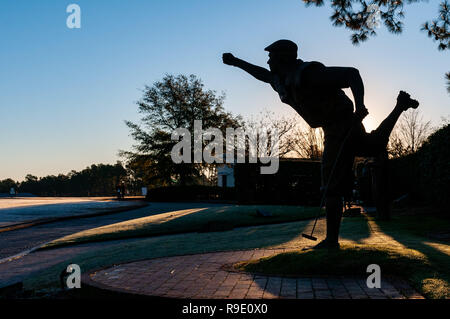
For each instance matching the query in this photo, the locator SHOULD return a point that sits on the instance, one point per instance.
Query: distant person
(119, 191)
(315, 92)
(122, 190)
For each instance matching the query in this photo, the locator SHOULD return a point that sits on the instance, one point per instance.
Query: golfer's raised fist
(361, 112)
(228, 58)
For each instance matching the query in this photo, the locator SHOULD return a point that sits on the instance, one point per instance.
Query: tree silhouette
(359, 15)
(175, 102)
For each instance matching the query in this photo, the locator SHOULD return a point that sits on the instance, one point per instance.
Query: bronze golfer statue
(315, 92)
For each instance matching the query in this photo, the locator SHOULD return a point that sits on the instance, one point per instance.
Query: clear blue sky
(64, 94)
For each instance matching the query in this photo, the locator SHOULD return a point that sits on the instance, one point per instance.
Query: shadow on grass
(412, 232)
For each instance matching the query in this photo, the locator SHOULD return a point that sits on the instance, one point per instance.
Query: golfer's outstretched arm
(254, 70)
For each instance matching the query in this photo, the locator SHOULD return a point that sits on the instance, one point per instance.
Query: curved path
(204, 276)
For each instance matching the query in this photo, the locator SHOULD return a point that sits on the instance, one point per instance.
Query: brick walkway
(203, 276)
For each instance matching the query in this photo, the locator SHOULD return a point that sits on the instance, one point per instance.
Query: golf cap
(283, 47)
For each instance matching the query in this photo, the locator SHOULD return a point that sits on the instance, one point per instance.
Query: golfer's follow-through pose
(315, 92)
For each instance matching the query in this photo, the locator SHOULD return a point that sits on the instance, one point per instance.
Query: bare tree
(409, 134)
(307, 142)
(265, 124)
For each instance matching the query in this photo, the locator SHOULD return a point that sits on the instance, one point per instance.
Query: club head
(309, 237)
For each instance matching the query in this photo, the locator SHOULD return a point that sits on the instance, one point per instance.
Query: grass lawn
(406, 251)
(352, 260)
(189, 220)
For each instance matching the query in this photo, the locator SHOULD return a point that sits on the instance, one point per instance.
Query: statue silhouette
(315, 92)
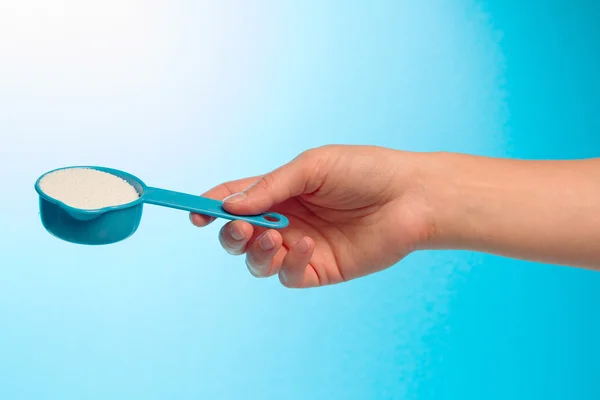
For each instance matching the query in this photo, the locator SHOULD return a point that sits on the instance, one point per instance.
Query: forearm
(546, 211)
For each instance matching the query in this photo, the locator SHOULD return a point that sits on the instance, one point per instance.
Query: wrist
(438, 185)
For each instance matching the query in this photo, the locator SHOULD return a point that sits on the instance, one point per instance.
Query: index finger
(220, 192)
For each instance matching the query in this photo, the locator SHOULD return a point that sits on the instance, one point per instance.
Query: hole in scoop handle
(210, 207)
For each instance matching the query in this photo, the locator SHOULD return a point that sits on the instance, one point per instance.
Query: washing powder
(87, 188)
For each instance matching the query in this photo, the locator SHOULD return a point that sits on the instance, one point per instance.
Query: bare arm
(546, 211)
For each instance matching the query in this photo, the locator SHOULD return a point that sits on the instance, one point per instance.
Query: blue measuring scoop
(113, 224)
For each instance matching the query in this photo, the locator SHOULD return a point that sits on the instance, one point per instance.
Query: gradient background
(186, 94)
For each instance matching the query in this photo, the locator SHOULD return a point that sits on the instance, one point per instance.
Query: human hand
(353, 210)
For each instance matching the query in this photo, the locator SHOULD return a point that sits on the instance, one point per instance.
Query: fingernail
(302, 246)
(235, 198)
(255, 271)
(266, 242)
(283, 277)
(235, 232)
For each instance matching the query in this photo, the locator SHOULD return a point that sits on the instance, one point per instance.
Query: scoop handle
(210, 207)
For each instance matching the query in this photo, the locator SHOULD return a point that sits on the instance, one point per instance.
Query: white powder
(87, 189)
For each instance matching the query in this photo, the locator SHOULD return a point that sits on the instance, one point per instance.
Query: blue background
(188, 94)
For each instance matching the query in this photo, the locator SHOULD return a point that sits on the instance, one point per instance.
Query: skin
(356, 210)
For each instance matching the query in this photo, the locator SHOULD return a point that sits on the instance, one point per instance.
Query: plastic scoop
(113, 224)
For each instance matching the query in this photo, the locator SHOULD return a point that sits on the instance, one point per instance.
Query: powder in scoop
(87, 188)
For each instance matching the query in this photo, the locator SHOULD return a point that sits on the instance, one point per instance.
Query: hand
(353, 210)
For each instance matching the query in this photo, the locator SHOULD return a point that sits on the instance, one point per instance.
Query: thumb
(290, 180)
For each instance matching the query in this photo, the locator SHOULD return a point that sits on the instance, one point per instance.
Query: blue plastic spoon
(113, 224)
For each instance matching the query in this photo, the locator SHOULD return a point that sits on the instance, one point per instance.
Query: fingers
(219, 193)
(296, 271)
(266, 256)
(234, 237)
(300, 176)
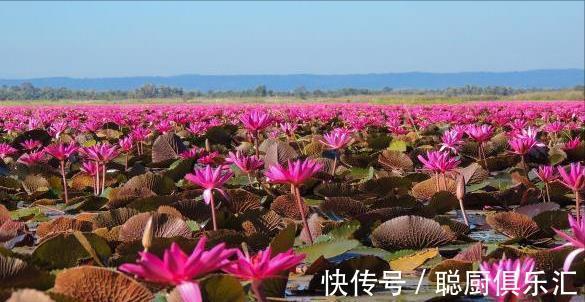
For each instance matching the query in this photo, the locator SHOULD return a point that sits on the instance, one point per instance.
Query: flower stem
(97, 178)
(103, 178)
(213, 219)
(302, 211)
(256, 144)
(524, 166)
(64, 181)
(578, 206)
(463, 212)
(257, 289)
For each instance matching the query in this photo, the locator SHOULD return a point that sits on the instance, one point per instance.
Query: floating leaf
(451, 267)
(410, 232)
(222, 288)
(327, 249)
(411, 262)
(15, 273)
(51, 251)
(398, 145)
(94, 284)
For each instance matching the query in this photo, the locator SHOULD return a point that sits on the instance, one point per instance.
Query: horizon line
(283, 74)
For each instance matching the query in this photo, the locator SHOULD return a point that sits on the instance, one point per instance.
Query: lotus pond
(235, 202)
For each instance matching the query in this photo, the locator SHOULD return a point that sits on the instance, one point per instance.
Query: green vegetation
(164, 94)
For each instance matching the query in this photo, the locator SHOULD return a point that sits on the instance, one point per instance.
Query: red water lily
(210, 179)
(179, 269)
(62, 152)
(262, 266)
(295, 174)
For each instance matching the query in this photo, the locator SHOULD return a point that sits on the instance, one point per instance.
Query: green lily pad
(222, 288)
(64, 250)
(327, 249)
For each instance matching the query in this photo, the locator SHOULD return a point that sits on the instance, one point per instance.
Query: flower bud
(147, 235)
(460, 190)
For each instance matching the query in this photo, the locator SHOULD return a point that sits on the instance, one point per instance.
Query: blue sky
(102, 39)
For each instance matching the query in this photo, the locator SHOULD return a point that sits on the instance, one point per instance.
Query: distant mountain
(551, 78)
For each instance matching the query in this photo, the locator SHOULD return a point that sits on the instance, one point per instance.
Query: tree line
(26, 91)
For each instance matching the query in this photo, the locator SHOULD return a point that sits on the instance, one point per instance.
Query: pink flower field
(244, 202)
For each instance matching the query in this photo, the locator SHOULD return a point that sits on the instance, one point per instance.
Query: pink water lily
(572, 144)
(576, 241)
(32, 158)
(439, 162)
(451, 140)
(480, 134)
(254, 122)
(546, 174)
(495, 277)
(179, 269)
(210, 179)
(289, 129)
(126, 145)
(6, 150)
(248, 164)
(262, 266)
(100, 154)
(574, 180)
(31, 144)
(336, 140)
(62, 152)
(295, 174)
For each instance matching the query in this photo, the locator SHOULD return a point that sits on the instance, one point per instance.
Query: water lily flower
(574, 180)
(254, 122)
(31, 144)
(451, 140)
(57, 128)
(140, 135)
(192, 153)
(439, 162)
(495, 277)
(6, 150)
(295, 174)
(126, 145)
(336, 140)
(210, 179)
(289, 129)
(481, 133)
(179, 269)
(262, 266)
(62, 152)
(101, 154)
(546, 174)
(572, 144)
(247, 164)
(32, 158)
(577, 241)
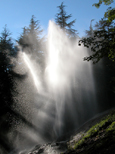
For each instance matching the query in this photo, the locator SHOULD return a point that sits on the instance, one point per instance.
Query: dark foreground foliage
(99, 139)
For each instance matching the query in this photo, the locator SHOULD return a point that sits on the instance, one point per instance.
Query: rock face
(50, 148)
(62, 146)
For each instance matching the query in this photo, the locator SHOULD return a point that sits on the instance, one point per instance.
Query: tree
(7, 86)
(102, 43)
(62, 18)
(32, 41)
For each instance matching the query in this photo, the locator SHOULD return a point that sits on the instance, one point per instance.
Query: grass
(100, 138)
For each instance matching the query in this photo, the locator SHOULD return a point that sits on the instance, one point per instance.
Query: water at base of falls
(65, 102)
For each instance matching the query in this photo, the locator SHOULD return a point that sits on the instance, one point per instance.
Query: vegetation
(62, 18)
(100, 138)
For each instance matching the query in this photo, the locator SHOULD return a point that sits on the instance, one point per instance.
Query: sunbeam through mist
(67, 98)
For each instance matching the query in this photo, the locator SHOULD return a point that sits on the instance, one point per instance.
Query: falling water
(68, 98)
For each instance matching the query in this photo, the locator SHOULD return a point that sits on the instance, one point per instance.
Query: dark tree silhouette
(62, 18)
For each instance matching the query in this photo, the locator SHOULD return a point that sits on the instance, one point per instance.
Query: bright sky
(17, 13)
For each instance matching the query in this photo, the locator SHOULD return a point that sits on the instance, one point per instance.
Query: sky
(16, 14)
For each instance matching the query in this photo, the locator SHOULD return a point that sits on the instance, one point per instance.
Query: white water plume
(68, 98)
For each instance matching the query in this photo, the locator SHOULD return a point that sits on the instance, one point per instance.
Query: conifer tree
(62, 18)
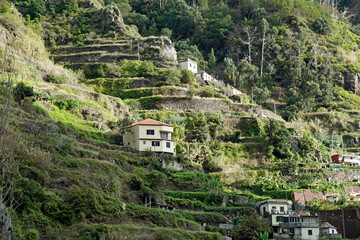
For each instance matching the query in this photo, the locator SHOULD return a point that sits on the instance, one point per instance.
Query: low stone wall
(195, 104)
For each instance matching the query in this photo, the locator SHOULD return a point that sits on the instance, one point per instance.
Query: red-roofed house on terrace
(150, 135)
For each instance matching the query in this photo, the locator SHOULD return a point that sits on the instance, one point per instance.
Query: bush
(187, 77)
(321, 25)
(32, 234)
(21, 91)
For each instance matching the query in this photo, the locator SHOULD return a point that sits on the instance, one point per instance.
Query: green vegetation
(60, 128)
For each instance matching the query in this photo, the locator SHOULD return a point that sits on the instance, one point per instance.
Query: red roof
(150, 121)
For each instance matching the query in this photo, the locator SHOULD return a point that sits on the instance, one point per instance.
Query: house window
(155, 143)
(164, 135)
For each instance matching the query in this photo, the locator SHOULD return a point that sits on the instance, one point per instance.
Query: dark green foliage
(187, 77)
(205, 197)
(321, 25)
(67, 104)
(21, 91)
(279, 138)
(68, 5)
(53, 78)
(32, 234)
(35, 8)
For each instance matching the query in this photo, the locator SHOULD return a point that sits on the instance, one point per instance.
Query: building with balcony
(188, 65)
(298, 225)
(347, 159)
(150, 135)
(203, 76)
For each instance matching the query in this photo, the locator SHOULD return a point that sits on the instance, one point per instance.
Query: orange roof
(150, 121)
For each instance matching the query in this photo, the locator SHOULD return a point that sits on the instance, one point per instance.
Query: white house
(347, 159)
(269, 206)
(203, 76)
(298, 225)
(328, 229)
(188, 65)
(234, 91)
(150, 135)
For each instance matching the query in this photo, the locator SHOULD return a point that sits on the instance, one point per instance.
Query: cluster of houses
(349, 159)
(289, 224)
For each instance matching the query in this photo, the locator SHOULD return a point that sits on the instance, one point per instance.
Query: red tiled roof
(150, 121)
(352, 189)
(301, 213)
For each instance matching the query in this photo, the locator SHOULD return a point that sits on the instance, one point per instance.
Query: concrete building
(298, 225)
(328, 231)
(203, 76)
(188, 65)
(347, 159)
(150, 135)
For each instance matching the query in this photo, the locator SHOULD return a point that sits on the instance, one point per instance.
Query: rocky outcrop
(111, 18)
(352, 82)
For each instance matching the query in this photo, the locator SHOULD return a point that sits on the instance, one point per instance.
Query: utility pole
(138, 53)
(252, 95)
(274, 108)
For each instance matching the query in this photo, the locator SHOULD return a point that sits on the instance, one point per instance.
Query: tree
(264, 25)
(250, 227)
(211, 59)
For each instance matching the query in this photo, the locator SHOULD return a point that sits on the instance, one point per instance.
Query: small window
(155, 143)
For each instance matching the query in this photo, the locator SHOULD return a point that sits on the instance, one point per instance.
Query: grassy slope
(74, 181)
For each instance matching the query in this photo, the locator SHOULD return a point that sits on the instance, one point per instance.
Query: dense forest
(74, 74)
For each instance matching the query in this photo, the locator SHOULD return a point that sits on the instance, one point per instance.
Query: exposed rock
(111, 18)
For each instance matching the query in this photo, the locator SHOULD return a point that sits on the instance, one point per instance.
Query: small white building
(203, 76)
(328, 229)
(347, 159)
(188, 65)
(298, 225)
(234, 91)
(269, 206)
(150, 135)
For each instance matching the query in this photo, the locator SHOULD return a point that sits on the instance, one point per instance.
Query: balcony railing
(299, 224)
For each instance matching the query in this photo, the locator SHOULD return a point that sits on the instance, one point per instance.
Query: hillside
(74, 74)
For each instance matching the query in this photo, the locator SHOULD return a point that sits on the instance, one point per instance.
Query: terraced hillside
(98, 51)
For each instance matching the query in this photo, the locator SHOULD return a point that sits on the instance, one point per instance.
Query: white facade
(203, 76)
(150, 135)
(274, 206)
(188, 65)
(298, 227)
(234, 91)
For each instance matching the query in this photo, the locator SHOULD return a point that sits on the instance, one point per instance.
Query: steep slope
(75, 180)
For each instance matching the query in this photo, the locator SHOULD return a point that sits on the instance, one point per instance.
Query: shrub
(187, 77)
(32, 234)
(21, 91)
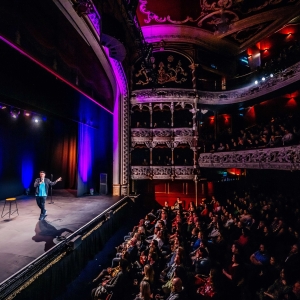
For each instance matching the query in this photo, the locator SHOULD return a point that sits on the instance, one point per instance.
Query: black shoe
(44, 216)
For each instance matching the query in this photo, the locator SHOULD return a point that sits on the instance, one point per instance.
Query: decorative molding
(125, 146)
(271, 84)
(163, 95)
(162, 172)
(172, 137)
(284, 158)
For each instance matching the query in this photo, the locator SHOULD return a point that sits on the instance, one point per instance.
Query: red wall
(184, 189)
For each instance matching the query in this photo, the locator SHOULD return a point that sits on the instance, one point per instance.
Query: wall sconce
(14, 113)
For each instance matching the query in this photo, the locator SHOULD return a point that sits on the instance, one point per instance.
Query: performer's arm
(55, 182)
(37, 182)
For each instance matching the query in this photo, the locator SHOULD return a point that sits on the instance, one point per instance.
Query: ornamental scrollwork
(271, 158)
(183, 132)
(169, 71)
(140, 132)
(162, 132)
(271, 84)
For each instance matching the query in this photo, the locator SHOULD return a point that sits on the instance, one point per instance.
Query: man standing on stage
(41, 192)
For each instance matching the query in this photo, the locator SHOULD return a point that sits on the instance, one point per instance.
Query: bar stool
(10, 200)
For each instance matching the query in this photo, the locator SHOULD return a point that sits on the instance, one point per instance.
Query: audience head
(176, 285)
(145, 292)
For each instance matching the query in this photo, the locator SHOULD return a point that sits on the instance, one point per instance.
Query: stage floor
(23, 238)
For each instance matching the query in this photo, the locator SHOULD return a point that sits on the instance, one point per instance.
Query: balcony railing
(161, 135)
(284, 158)
(162, 172)
(271, 84)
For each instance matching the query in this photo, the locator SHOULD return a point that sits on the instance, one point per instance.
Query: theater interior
(177, 121)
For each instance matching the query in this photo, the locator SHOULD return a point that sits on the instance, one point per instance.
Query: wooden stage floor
(23, 238)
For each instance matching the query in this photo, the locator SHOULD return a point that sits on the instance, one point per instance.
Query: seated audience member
(294, 293)
(287, 137)
(115, 285)
(292, 264)
(260, 258)
(201, 262)
(236, 277)
(277, 290)
(145, 292)
(177, 292)
(209, 287)
(221, 147)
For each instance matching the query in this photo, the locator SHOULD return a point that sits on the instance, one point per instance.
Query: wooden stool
(10, 200)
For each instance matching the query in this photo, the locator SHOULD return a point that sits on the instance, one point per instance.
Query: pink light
(51, 71)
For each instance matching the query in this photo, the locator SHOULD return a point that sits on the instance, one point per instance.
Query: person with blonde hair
(145, 292)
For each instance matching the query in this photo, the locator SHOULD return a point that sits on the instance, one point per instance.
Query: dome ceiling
(227, 26)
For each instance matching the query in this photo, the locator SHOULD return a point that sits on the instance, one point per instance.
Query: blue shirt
(42, 190)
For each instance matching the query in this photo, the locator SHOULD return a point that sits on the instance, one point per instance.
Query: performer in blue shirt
(41, 185)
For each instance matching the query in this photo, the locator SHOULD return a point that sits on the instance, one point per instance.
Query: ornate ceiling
(227, 26)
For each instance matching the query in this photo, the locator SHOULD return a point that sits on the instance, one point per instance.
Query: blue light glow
(85, 146)
(27, 170)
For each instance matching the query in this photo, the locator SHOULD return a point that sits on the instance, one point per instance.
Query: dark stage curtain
(53, 282)
(63, 156)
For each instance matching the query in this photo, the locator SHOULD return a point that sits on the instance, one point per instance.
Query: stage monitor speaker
(103, 184)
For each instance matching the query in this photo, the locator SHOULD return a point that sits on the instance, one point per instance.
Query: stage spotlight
(14, 113)
(36, 119)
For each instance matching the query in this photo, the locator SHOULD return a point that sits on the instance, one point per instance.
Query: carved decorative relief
(271, 84)
(169, 136)
(162, 132)
(284, 158)
(162, 172)
(140, 132)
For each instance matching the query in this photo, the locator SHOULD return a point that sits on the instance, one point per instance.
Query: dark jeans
(41, 203)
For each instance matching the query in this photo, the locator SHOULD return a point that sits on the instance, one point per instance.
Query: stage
(24, 238)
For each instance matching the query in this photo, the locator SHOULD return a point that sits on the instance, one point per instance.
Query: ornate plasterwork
(162, 172)
(167, 71)
(172, 137)
(271, 84)
(284, 158)
(163, 95)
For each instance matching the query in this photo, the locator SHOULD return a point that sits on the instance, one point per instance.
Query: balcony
(161, 135)
(283, 158)
(162, 172)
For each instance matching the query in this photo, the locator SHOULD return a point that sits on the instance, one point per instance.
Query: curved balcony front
(162, 172)
(161, 135)
(270, 84)
(283, 158)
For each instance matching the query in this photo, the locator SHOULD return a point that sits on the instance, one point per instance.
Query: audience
(279, 131)
(231, 248)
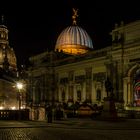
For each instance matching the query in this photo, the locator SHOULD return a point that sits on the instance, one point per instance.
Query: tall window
(98, 95)
(63, 95)
(136, 88)
(78, 95)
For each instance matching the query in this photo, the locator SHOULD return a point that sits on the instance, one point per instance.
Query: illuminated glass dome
(74, 40)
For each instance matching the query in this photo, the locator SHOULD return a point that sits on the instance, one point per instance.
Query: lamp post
(19, 86)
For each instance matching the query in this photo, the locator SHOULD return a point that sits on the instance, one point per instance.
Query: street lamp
(19, 86)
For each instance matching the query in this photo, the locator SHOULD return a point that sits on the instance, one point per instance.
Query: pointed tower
(7, 55)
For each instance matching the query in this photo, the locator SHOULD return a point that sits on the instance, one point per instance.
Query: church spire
(2, 19)
(74, 16)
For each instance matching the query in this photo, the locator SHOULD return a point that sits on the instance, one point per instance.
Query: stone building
(8, 73)
(75, 72)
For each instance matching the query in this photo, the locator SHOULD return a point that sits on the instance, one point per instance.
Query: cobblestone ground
(67, 134)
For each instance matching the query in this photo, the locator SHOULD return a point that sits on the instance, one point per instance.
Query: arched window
(63, 95)
(136, 88)
(78, 95)
(98, 95)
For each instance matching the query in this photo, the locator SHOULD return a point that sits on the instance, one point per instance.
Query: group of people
(53, 113)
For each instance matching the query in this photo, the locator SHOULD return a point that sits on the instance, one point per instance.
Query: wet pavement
(80, 129)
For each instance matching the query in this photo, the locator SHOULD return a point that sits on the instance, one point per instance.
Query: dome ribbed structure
(74, 40)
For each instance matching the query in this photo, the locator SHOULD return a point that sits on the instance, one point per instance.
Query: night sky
(35, 25)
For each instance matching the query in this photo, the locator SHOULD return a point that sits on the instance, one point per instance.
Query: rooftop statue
(75, 15)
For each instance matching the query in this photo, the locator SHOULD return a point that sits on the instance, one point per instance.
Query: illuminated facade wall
(82, 78)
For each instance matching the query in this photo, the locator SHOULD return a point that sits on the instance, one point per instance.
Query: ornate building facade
(68, 76)
(9, 99)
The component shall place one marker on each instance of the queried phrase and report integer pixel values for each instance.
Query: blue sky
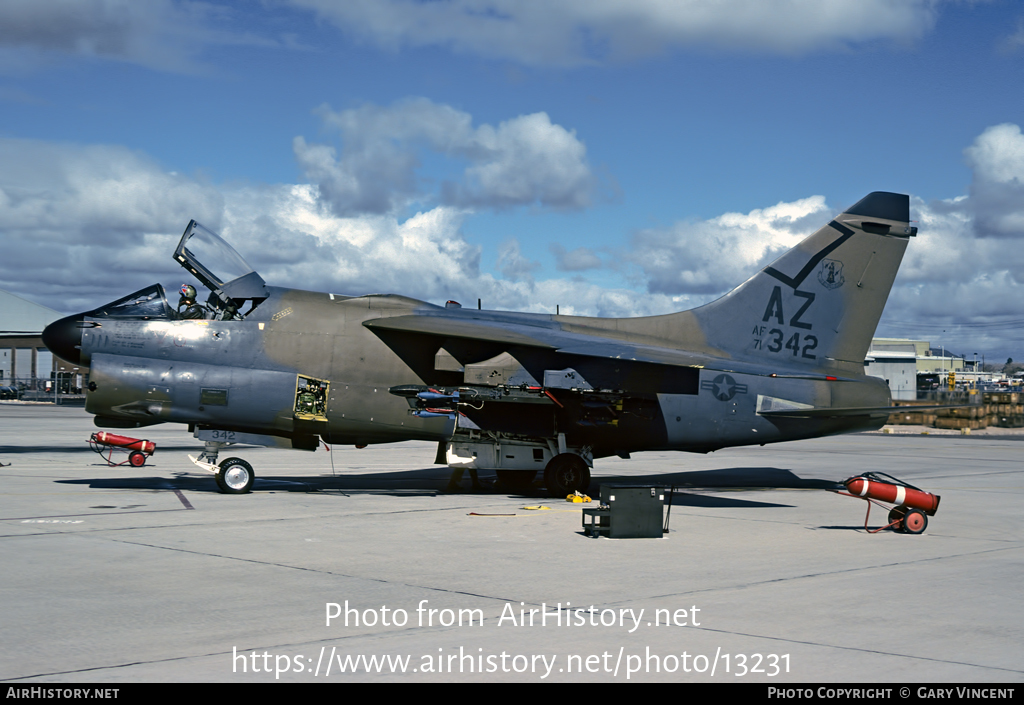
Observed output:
(609, 157)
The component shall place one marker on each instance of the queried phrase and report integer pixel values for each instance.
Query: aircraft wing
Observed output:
(554, 338)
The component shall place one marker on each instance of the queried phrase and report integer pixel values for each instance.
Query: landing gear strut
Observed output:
(566, 472)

» **Work to be completed**
Give again, exactly, every line from the one holding "Query: aircraft wing" to the last line of the data.

» **Solution for this task**
Query: aircraft wing
Observed output:
(554, 338)
The component shall place one marker on each instance of the queried phrase and report integer pixel values for each instance.
Query: landing gear strut
Observed output:
(566, 472)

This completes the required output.